### DATASET CONTENT

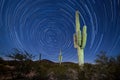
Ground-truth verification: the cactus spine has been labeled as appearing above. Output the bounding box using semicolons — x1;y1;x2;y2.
59;50;62;65
73;11;87;66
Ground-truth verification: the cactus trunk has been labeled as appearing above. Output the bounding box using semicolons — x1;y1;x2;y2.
73;11;87;66
77;47;84;66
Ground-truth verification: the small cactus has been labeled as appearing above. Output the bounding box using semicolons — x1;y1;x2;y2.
73;11;87;65
39;53;41;61
59;50;62;65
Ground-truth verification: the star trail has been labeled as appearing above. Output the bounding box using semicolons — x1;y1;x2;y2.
0;0;120;62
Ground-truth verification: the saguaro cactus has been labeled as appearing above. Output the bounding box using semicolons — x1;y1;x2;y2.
73;11;87;65
59;50;62;65
39;53;41;61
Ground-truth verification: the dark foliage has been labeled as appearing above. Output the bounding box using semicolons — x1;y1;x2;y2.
0;50;120;80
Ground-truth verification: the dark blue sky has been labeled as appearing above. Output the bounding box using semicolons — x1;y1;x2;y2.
0;0;120;62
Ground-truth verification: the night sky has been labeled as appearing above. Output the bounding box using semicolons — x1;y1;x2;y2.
0;0;120;62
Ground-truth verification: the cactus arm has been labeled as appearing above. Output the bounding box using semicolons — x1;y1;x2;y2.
81;26;87;49
76;11;81;46
73;34;78;48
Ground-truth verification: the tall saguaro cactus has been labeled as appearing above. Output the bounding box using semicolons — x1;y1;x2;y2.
59;50;62;65
74;11;87;66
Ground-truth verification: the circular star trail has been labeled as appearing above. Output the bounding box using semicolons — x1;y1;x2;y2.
0;0;120;62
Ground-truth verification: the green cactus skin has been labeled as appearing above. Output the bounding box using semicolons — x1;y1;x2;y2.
39;53;42;61
73;11;87;66
59;50;62;65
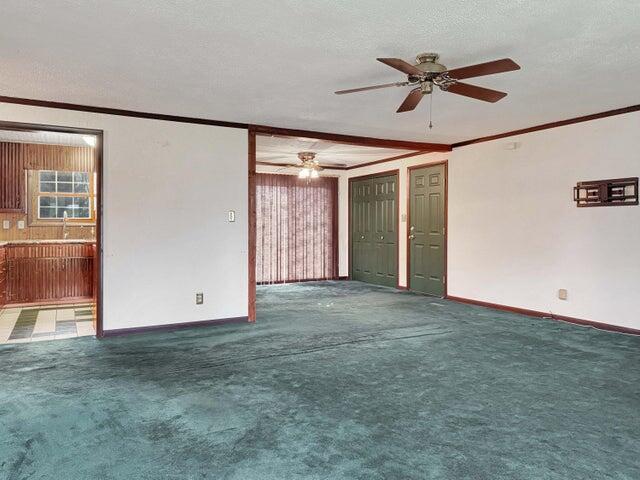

######

WORK INSTRUCTIONS
Arrange every line of the records above as a JSON list of strings, one string per line, skipping blank lines. Leave the pictures out of the list.

RESPONSE TO THIS EXERCISE
[
  "Ground-truth verification: the cactus spine has been labeled as appearing above. Output the bounding box using semicolons — x1;y1;x2;y2.",
  "59;50;62;65",
  "73;11;87;66",
  "Ground-truth verification: the cactus trunk has been labeled as appearing above. Output the bounding box using semicolons — x1;y1;x2;y2.",
  "73;11;87;66",
  "77;47;84;66",
  "Ground-truth verification: the small cactus has been labeled as appearing above. Output the bounding box using semicolons — x1;y1;x2;y2.",
  "73;11;87;65",
  "39;53;41;61",
  "59;50;62;65",
  "Ground-truth verification: the star trail has been labeled as appearing above. Output the bounding box using semicolons — x1;y1;x2;y2.",
  "0;0;120;62",
  "Ground-truth verification: the saguaro cactus has been labeled as appearing above. Output the bounding box using semicolons — x1;y1;x2;y2.",
  "73;11;87;65",
  "59;50;62;65",
  "39;53;41;61",
  "Ground-truth verification: the dark foliage has been labeled as appearing above. Output the bounding box using semicolons — x1;y1;x2;y2.",
  "0;50;120;80",
  "Ground-truth verification: the dark blue sky has been labeled as appearing above. Output the bounding box using semicolons — x1;y1;x2;y2.",
  "0;0;120;62",
  "Ground-truth verification: the night sky has been labeled as appearing above. Output the bounding box using semicolons — x1;y1;x2;y2.",
  "0;0;120;62",
  "Ground-truth verification: the cactus arm has been labeled as appearing above. Output the bounding box using semicolons — x1;y1;x2;y2.",
  "81;26;87;49",
  "76;11;81;46",
  "73;34;78;48",
  "Ground-truth verification: the tall saguaro cactus has been labeled as appearing above. Output the bounding box using semicolons — x1;y1;x2;y2.",
  "59;50;62;65",
  "74;11;87;66",
  "Ground-truth verification: the circular star trail has been labeled as appearing above. Output the bounding box using semicolons — x1;y1;x2;y2.",
  "0;0;120;62",
  "Ground-truth verification: the green cactus skin has been labeled as appearing above. Output the bounding box using semicolons — x1;y1;x2;y2.",
  "39;53;42;61",
  "73;11;87;66",
  "59;50;62;65"
]